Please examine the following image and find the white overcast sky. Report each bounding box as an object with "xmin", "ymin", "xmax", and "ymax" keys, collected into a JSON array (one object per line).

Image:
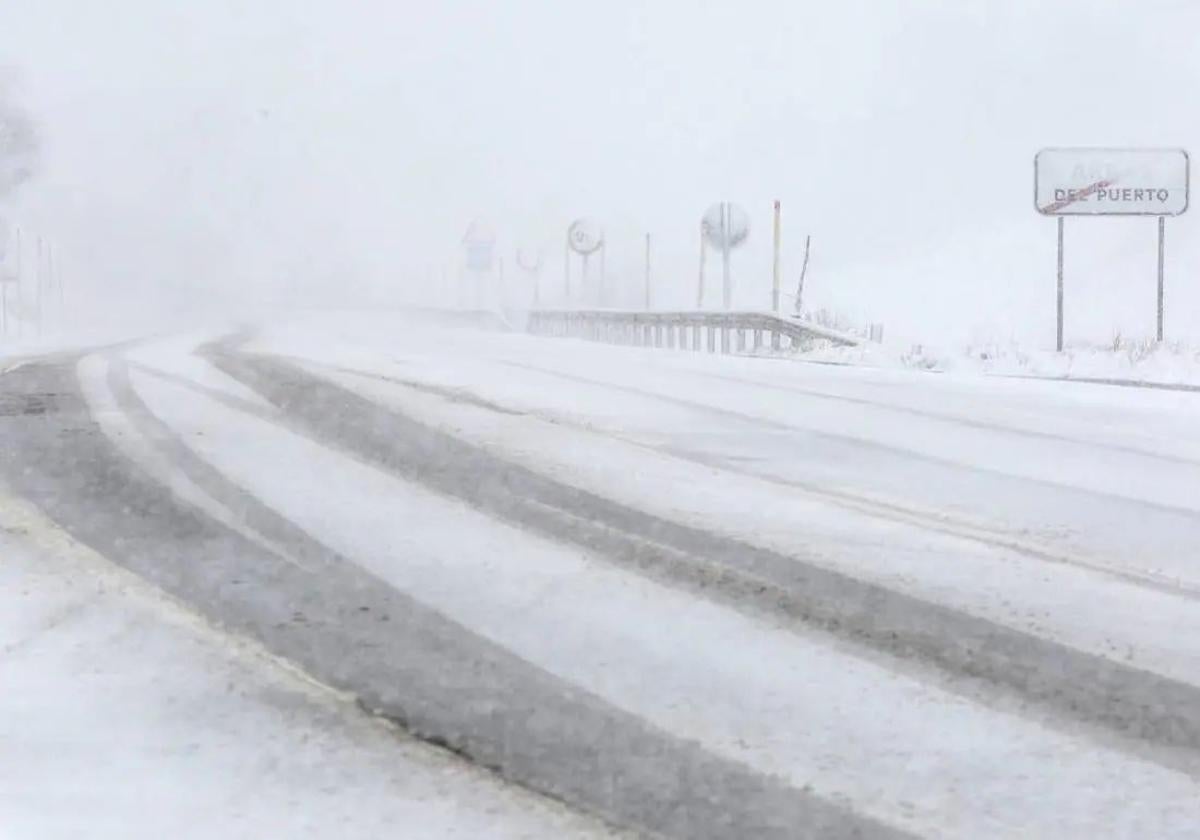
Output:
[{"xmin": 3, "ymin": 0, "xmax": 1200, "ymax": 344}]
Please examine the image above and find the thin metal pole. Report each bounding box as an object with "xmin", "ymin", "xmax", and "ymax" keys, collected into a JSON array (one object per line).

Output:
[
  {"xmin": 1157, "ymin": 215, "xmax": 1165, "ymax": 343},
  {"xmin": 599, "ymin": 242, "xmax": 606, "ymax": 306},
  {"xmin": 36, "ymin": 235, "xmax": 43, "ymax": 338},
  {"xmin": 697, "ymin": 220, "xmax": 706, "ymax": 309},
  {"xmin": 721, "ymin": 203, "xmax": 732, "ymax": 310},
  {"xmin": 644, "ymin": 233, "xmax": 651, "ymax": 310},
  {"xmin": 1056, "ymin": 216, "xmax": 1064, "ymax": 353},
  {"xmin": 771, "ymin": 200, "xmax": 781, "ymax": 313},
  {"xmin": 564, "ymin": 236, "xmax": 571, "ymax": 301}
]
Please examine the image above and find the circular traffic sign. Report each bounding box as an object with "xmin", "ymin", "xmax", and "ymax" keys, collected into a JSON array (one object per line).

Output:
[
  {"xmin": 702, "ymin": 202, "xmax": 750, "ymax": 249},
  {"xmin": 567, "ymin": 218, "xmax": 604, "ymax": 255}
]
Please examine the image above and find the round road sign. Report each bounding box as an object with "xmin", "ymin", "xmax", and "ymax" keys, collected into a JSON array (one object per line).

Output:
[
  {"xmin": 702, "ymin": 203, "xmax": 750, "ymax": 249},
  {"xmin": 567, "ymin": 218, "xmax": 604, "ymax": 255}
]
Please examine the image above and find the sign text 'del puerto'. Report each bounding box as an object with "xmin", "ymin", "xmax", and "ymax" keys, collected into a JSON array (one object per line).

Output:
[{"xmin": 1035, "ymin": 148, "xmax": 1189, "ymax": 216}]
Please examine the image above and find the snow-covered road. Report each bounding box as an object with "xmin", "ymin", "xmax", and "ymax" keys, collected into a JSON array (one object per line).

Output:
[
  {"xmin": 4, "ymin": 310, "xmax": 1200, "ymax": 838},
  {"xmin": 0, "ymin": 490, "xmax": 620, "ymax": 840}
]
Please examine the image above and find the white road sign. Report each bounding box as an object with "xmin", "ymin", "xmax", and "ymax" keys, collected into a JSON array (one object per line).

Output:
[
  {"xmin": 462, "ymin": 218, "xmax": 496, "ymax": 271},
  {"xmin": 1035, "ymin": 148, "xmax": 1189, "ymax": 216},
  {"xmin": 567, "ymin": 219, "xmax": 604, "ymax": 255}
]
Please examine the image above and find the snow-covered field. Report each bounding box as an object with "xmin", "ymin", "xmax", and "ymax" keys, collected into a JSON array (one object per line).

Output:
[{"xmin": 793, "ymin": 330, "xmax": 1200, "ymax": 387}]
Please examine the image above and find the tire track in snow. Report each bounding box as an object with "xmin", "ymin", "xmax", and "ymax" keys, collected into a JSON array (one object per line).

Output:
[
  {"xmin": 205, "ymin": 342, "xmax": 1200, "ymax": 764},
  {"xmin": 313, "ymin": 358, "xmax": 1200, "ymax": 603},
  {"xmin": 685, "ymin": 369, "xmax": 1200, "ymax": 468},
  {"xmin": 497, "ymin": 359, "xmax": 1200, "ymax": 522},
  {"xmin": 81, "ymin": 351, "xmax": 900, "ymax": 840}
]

.....

▶ [Task]:
A faithful reproduction of every entry, with no pictures, is the expected answer.

▶ [Task solution]:
Please examine the following image and find the white overcast sky. Report each bounding box as an object with "xmin", "ymin", "xmax", and "ymax" keys, collected into a JSON array (one object per line).

Image:
Output:
[{"xmin": 3, "ymin": 0, "xmax": 1200, "ymax": 344}]
Please examine the image above and find the thin metal pole. Report each bounding box as an object with "xmin", "ymin", "xmax", and "ymax" keys, collected into a JSON array (one object per line).

Output:
[
  {"xmin": 1157, "ymin": 215, "xmax": 1165, "ymax": 343},
  {"xmin": 599, "ymin": 242, "xmax": 606, "ymax": 306},
  {"xmin": 36, "ymin": 235, "xmax": 43, "ymax": 338},
  {"xmin": 697, "ymin": 220, "xmax": 706, "ymax": 309},
  {"xmin": 721, "ymin": 203, "xmax": 732, "ymax": 310},
  {"xmin": 644, "ymin": 233, "xmax": 651, "ymax": 310},
  {"xmin": 1056, "ymin": 216, "xmax": 1064, "ymax": 353},
  {"xmin": 771, "ymin": 200, "xmax": 781, "ymax": 313},
  {"xmin": 564, "ymin": 236, "xmax": 571, "ymax": 301}
]
Please examine the image above and find the circular traffic sign. Report each bounding box as an object with "xmin", "ymin", "xmax", and "ymax" keys, collected into a JSON array (one object per line).

Output:
[
  {"xmin": 702, "ymin": 202, "xmax": 750, "ymax": 249},
  {"xmin": 567, "ymin": 218, "xmax": 604, "ymax": 255}
]
Please examine the image above and find the round road sign. Report each bounding box as an object with "xmin", "ymin", "xmax", and "ymax" keys, collected into a JSON array (one object per line).

Output:
[
  {"xmin": 702, "ymin": 203, "xmax": 750, "ymax": 249},
  {"xmin": 567, "ymin": 218, "xmax": 604, "ymax": 255}
]
Please examine the image above and find the sign text 'del puerto'. Report each bounding box as an object with "xmin", "ymin", "xmax", and "ymax" keys, collected into a JSON array (one object per line).

Output:
[{"xmin": 1035, "ymin": 148, "xmax": 1189, "ymax": 216}]
Please examine the image above and find the snow-covered road. Report each bounding box as an object with "xmin", "ymin", "xmax", and "ymax" keys, collected into a JSON array (one object per line).

Output:
[
  {"xmin": 4, "ymin": 310, "xmax": 1200, "ymax": 838},
  {"xmin": 0, "ymin": 490, "xmax": 620, "ymax": 840}
]
Please examine the image above and find the white road sign. Report each bounding box as an object with "xmin", "ymin", "xmax", and "ymax" keys, collected into a JSON array (one object per line).

Output:
[
  {"xmin": 462, "ymin": 218, "xmax": 496, "ymax": 271},
  {"xmin": 1035, "ymin": 148, "xmax": 1189, "ymax": 216},
  {"xmin": 567, "ymin": 219, "xmax": 604, "ymax": 255}
]
Please examine the image above and find the snow-covered field. Report each bounding box as an object with "xmin", "ymin", "xmax", and "ymax" keys, collected into a JSON array (one object per line).

Output:
[{"xmin": 793, "ymin": 330, "xmax": 1200, "ymax": 387}]
Please examine the image above and find the tire track in snow. Report each bounding box as an object with "xmin", "ymin", "xmax", and "ymax" keys, collected into a JSON array (one object per line).

Output:
[
  {"xmin": 205, "ymin": 342, "xmax": 1200, "ymax": 764},
  {"xmin": 313, "ymin": 358, "xmax": 1200, "ymax": 603},
  {"xmin": 685, "ymin": 369, "xmax": 1200, "ymax": 468},
  {"xmin": 497, "ymin": 359, "xmax": 1200, "ymax": 522},
  {"xmin": 81, "ymin": 351, "xmax": 900, "ymax": 840}
]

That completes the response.